If you have purchased a new automobile recently, it may well have been equipped with a CD system, power steering and a sun roof as standard equipment. Manufacturers these days also provide owners 50,000 mile bumper-to-bumper warranties, plus 100,000 miles between tune-ups in the maintenance package. Then there are the dealer incentives. Such is life in the highly competitive auto industry.  It's not all that different with machine tools. But better yet, you'll find even more extraordinary value being offered to U.S. machine shops in their investment opportunities for today's low-cost CNC machines—in particular, horizontal lathes and vertical machining centers, which represent from 65 to 70 percent of the U.S. market in terms of units consumed. Thanks to a stable economy over the past half decade, pricing for basic machine tools has remained flat. At the same time, there has been little letup in adding new technology to most product lines. The industry's extended boom has quietly masked the bargains available today in the so-called low-end category of machine tools.  For some people who've been around machine tools for a while, the term "low end" may conjure up old ideas of inferior imports, slow speed and really basic CNC's. And no doubt, some of that equipment from the late 1970s and early '80s was like an auto without power brakes, or an engineering department without CAD/CAM. These were cheap machines without "much shine" but for the low initial cost. But today's smart buyer has grown to expect more technology as a matter of course. He buys a car with all the do-dads, why not his machine tools? And successful builders are responding simply because the market demands it.

■ ■ ■ ■

=== Required tasks ===
[a] In the passage on low-cost CNC machine tools, what share of the U.S. market, measured in units consumed, do horizontal lathes and vertical machining centers represent?
[b] Extend the passage on low-cost CNC machine tools with a further paragraph that follows on from its final sentence.
The listing that comes next is separate material and is unrelated to the passage above.

=== Provided material ===

■ ■ ■ ■

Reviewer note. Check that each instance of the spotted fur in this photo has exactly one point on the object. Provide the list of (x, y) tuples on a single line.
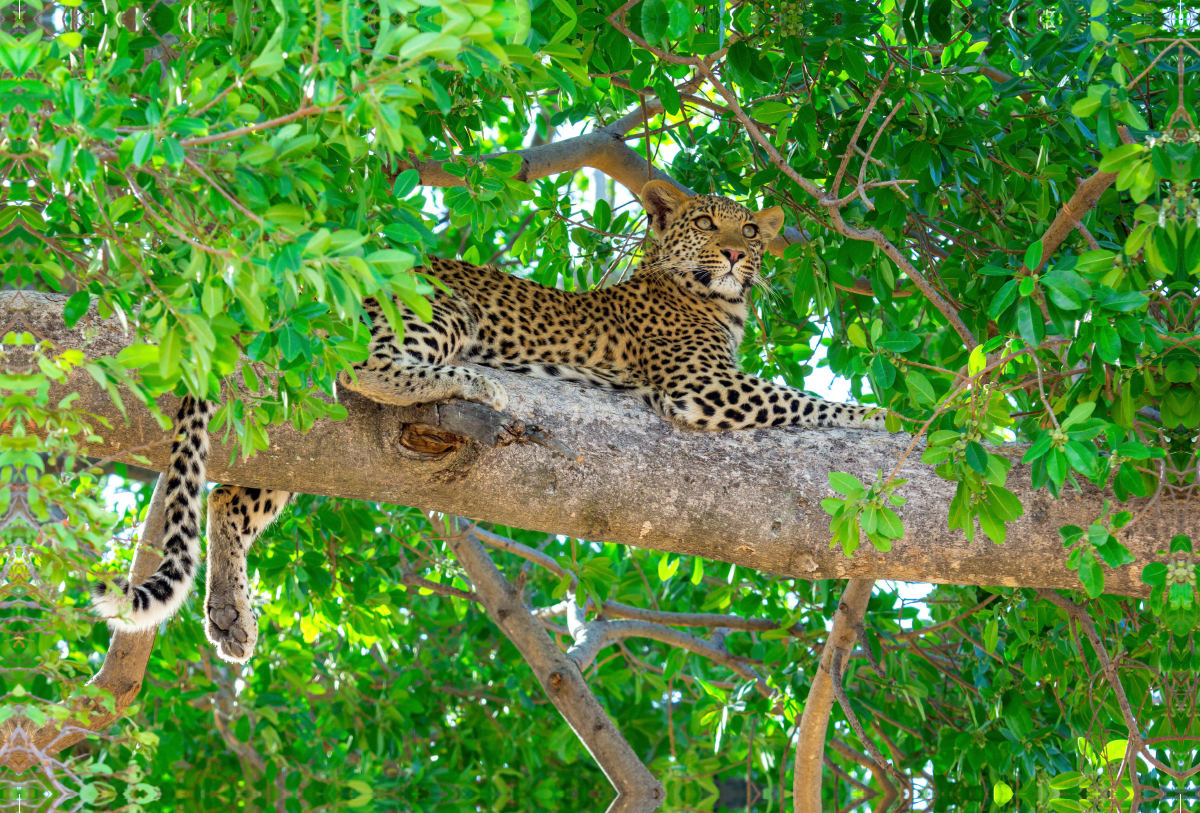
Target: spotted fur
[(147, 604), (237, 517), (669, 335)]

■ ■ ■ ■

=== Exercise answers ===
[a] From 65 to 70 percent.

[b]
 

Technology Bar Raised 

Today's robust economy and the rise in the use of computerization in the design, engineering, inspection and controlling of new products has greatly quickened the development and introduction of new CNC machines into the marketplace. Whether one attends a regional trade show or waits for the biennial IMTS exhibition, there's much fanfare to digest over the wide selection of new equipment. 

 


 
 
Buckley Owens Machinery Corp.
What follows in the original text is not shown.